__Prompt__. Output all of the material beneath this line exactly as it is.

•••

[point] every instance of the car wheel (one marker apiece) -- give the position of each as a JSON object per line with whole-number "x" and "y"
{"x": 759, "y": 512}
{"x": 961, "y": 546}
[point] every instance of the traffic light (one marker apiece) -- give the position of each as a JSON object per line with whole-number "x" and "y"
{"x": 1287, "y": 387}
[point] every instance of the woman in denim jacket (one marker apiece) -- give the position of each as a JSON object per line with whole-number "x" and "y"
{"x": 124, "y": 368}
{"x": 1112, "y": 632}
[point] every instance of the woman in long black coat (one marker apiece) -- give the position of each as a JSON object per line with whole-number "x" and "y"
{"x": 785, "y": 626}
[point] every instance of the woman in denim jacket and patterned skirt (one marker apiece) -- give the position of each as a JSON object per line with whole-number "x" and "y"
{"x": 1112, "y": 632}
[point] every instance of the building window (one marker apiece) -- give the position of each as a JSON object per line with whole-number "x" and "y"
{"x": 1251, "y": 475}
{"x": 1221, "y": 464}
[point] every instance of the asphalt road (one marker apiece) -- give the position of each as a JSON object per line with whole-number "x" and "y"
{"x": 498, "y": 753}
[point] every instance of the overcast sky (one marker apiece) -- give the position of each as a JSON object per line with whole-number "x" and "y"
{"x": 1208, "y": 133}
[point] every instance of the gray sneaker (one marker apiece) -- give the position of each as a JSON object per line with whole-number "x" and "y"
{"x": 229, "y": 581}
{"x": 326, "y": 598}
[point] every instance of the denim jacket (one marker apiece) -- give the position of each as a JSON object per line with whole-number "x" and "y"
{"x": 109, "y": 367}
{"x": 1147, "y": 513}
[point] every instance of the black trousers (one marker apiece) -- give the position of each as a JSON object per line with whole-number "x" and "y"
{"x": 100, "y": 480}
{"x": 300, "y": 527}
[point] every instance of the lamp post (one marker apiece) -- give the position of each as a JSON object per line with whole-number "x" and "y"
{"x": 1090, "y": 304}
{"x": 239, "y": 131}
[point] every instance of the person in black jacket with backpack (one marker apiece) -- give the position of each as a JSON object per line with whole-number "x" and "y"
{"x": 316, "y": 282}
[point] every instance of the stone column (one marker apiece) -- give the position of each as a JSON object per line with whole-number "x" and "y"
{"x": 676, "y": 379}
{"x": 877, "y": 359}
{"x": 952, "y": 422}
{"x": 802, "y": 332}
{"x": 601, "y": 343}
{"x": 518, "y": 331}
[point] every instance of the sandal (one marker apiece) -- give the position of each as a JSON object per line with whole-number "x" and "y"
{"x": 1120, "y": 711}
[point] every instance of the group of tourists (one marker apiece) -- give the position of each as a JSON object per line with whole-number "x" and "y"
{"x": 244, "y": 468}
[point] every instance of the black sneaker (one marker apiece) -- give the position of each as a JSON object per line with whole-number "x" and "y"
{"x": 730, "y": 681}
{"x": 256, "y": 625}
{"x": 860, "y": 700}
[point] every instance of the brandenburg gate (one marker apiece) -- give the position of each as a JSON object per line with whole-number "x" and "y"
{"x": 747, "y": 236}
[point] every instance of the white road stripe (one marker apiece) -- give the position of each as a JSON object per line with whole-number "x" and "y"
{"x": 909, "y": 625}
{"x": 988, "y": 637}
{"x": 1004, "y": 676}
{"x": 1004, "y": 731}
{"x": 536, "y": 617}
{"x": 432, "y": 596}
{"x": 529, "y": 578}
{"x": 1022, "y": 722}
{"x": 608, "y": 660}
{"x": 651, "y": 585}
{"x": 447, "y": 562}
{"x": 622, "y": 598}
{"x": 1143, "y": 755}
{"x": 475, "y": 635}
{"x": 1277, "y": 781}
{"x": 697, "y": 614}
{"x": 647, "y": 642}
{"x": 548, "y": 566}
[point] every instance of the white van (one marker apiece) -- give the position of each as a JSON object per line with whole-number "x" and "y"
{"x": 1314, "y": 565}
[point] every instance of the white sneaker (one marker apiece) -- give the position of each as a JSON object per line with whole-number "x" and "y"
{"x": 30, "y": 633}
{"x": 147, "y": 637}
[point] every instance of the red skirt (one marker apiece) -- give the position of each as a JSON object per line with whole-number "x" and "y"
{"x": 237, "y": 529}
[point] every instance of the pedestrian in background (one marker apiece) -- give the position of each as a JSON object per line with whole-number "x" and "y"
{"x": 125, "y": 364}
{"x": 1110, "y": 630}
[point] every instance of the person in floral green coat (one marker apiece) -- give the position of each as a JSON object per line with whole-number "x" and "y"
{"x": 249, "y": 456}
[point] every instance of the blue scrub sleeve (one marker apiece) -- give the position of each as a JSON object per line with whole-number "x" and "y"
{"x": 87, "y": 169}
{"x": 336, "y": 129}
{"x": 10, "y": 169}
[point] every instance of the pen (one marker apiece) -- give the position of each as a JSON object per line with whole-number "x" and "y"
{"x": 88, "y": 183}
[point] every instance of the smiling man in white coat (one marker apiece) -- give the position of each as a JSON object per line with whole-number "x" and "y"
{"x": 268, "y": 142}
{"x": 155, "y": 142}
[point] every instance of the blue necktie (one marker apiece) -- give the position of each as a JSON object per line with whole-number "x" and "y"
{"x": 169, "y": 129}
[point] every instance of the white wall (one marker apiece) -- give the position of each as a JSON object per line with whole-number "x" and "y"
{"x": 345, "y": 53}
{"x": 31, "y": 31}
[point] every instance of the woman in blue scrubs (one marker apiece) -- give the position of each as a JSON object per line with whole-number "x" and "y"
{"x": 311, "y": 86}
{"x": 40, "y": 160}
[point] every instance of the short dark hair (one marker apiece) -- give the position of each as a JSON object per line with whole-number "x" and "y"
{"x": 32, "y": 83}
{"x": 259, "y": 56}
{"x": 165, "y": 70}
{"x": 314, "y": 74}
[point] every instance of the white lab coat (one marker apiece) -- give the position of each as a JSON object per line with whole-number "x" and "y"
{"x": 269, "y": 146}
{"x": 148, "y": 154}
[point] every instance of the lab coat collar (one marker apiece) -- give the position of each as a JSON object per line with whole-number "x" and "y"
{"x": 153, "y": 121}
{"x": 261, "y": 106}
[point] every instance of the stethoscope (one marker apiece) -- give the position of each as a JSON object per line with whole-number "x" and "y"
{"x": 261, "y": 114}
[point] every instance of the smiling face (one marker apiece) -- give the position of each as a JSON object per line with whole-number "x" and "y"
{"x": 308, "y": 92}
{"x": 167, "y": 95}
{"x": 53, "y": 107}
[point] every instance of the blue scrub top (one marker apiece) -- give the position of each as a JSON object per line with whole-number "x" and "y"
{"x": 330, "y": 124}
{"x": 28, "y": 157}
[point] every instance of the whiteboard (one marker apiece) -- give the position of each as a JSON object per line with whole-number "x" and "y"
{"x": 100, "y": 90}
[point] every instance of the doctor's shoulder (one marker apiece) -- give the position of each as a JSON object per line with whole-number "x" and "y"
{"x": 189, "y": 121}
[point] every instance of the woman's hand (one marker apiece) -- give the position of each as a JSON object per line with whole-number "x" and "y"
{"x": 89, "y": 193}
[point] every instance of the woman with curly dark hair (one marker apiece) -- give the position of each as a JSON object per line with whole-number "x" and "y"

•••

__Result__.
[point] every instance of the car wheel (one marker apiece) -- give the position of each as a JSON object per line with whole-number "x" and "y"
{"x": 759, "y": 512}
{"x": 961, "y": 546}
[point] every instance of the traffic light (one marker apiece) -- give the position of each as a JSON object per line with whole-number "x" and "y"
{"x": 1287, "y": 387}
[point] every instance of the woman in denim jacket (one marker apiece) -- give the position of each as a JSON object per line with whole-number "x" and "y"
{"x": 124, "y": 368}
{"x": 1112, "y": 632}
[point] every instance of the woman in long black coat (one marker apiece) -- give the position of each as a JSON object per line with whole-number "x" and "y"
{"x": 785, "y": 626}
[point] every instance of the woman in denim jacket and patterned skirt (one marker apiece) -- give the position of each as a JSON object per line with whole-number "x" and "y"
{"x": 1112, "y": 632}
[point] every instance of the building window (one marker apiece) -- give the position of each as a JSON object per line with whole-number "x" and "y"
{"x": 1251, "y": 475}
{"x": 1221, "y": 464}
[point] every instance of the asphalt road (one marker apiece) -- give the position of each as a JSON object per line with whole-number "x" and "y"
{"x": 498, "y": 753}
[point] every instance of the overcast sky (one marker apiece) -- give the position of each as a JSON object per line with whole-number "x" and "y"
{"x": 1208, "y": 133}
[point] every instance of the gray sneaker (one marker apiece) -- give the position of each as a JSON object per line with whole-number "x" and "y"
{"x": 229, "y": 581}
{"x": 326, "y": 598}
[point] every instance of the denim jacket (one marker apiece) -- give the position of each as a JSON object per line with whole-number "x" and "y"
{"x": 109, "y": 367}
{"x": 1147, "y": 513}
[point] every instance of the black trousers (one marker apiece) -- give the position of each as a JSON object per line with whole-number "x" and "y"
{"x": 100, "y": 480}
{"x": 300, "y": 527}
[point] every instance of the lamp post (one marker apiece) -- give the position of each as a JSON object per line with whole-number "x" and "y"
{"x": 1090, "y": 304}
{"x": 239, "y": 131}
[point] every instance of the person in black jacket with backpack (one marker apiece) -- give the position of each as a JSON object per line with whole-number "x" and "y"
{"x": 316, "y": 282}
[point] every instance of the stone column (one marker apiece) -- give the position of each as a JSON object per line with whole-number "x" and "y"
{"x": 676, "y": 379}
{"x": 877, "y": 359}
{"x": 952, "y": 422}
{"x": 802, "y": 332}
{"x": 601, "y": 343}
{"x": 518, "y": 331}
[point] every instance of the sandal (one marker apiece) -- give the position of each as a JSON object per line with whole-number "x" and "y"
{"x": 1120, "y": 711}
[point] every instance of the group of tourists (one marker apiece) -- give the position of each as a JSON object per line with whole-number "x" and "y"
{"x": 244, "y": 468}
[point] every instance of the black sneaker (one marker apiece) -- give the position of each as a JSON object per line with whole-number "x" and "y"
{"x": 730, "y": 681}
{"x": 256, "y": 625}
{"x": 860, "y": 700}
[point] every instance of the brandenburg gate (one marker apiece) -- give the position of each as a JSON object per line with whole-number "x" and "y"
{"x": 747, "y": 236}
[point] every instance of the white road stripe (one marker apiece) -- give the position of each as a JSON object per line with whole-number "x" and "y"
{"x": 909, "y": 625}
{"x": 988, "y": 637}
{"x": 1004, "y": 676}
{"x": 1004, "y": 731}
{"x": 536, "y": 617}
{"x": 432, "y": 596}
{"x": 529, "y": 578}
{"x": 1022, "y": 722}
{"x": 608, "y": 660}
{"x": 651, "y": 585}
{"x": 447, "y": 562}
{"x": 622, "y": 598}
{"x": 1143, "y": 755}
{"x": 475, "y": 635}
{"x": 1277, "y": 781}
{"x": 697, "y": 614}
{"x": 647, "y": 642}
{"x": 548, "y": 566}
[point] every instance of the white van (one marker apiece) -- give the position of each as a JSON object per line with whole-number "x" and "y"
{"x": 1314, "y": 565}
[point] every instance of the white sneaker (one marker apiece) -- give the position of each as a JSON object per line with whole-number "x" and "y"
{"x": 30, "y": 633}
{"x": 147, "y": 637}
[point] every instance of the red skirt (one marker apiece) -- give the position of each as a JSON object per line with whole-number "x" and "y"
{"x": 237, "y": 529}
[point] every instance of the pedestrian in background (one marker apiece) -- give the position of each as a JSON object per line with whole-number "x" and "y"
{"x": 125, "y": 364}
{"x": 1110, "y": 630}
[point] every instance of the person in floral green coat (one marker apiece) -- give the position of each as a JSON object per line with whole-number "x" and "y"
{"x": 249, "y": 456}
[point] every instance of the blue scrub sleeve (one marker apiece) -- give the position of each as a JSON object per line with whole-number "x" and "y"
{"x": 87, "y": 169}
{"x": 336, "y": 129}
{"x": 10, "y": 169}
[point] every instance of the pen (one marker apiece) -- give the position of each as a JSON object per line with whole-number "x" and "y"
{"x": 88, "y": 183}
[point] every instance of the smiling man in white coat (one marker apiece) -- give the position of each as a JSON object per line with whole-number "x" and "y"
{"x": 268, "y": 142}
{"x": 155, "y": 142}
[point] every instance of the blue necktie (one marker apiece) -- give the position of each as a JSON object per line with whole-number "x" and "y"
{"x": 169, "y": 129}
[point] every instance of the white wall (one marker apiece) -- give the position of each as a JSON object per line with whole-number "x" and "y"
{"x": 345, "y": 53}
{"x": 31, "y": 31}
[point] every instance of the woman in blue scrubs (one marker apiece) -- give the position of each as a JSON object per line with whole-number "x" and "y"
{"x": 311, "y": 86}
{"x": 40, "y": 160}
[point] every instance of the short dark hair (one marker apiece) -- give the position of each as a JSON object per line with whole-number "x" and "y"
{"x": 32, "y": 83}
{"x": 259, "y": 56}
{"x": 165, "y": 70}
{"x": 314, "y": 74}
[point] every instance of the white lab coat (one marker apiece) -- give the position of each as a JSON object per line with whole-number "x" and "y"
{"x": 269, "y": 146}
{"x": 148, "y": 154}
[point] every instance of the lab coat collar (one marker apiece) -- give the position of each as a JSON object per line with whole-number "x" and "y"
{"x": 153, "y": 121}
{"x": 261, "y": 106}
[point] every instance of the stethoscope (one marker apiece) -- give the position of each as a JSON object per line with whole-number "x" and "y"
{"x": 261, "y": 114}
[point] every instance of the smiling face (one marker apiece) -- give the position of each as a JSON object per line with whole-number "x" and "y"
{"x": 308, "y": 92}
{"x": 167, "y": 95}
{"x": 53, "y": 107}
[point] every instance of the blue scrub top (one marker apiece) -- give the position of each as a JSON object per line with whole-number "x" and "y"
{"x": 330, "y": 124}
{"x": 28, "y": 157}
[point] every instance of the whiteboard (one marker apiece) -- give the position of each as a JSON object per line with whole-number "x" and "y"
{"x": 100, "y": 90}
[point] every instance of the doctor's shoulder (one marker apiece) -- give the position of each as a JSON object per line with whole-number "x" and "y"
{"x": 189, "y": 121}
[point] every instance of the woman's hand (one marker apiece) -- give the position of each as a JSON object per line with whole-number "x" and "y"
{"x": 89, "y": 193}
[point] every instance of the woman with curly dark hair (one marker apiece) -- give the position of each as a JSON object per line with whole-number "x" and "y"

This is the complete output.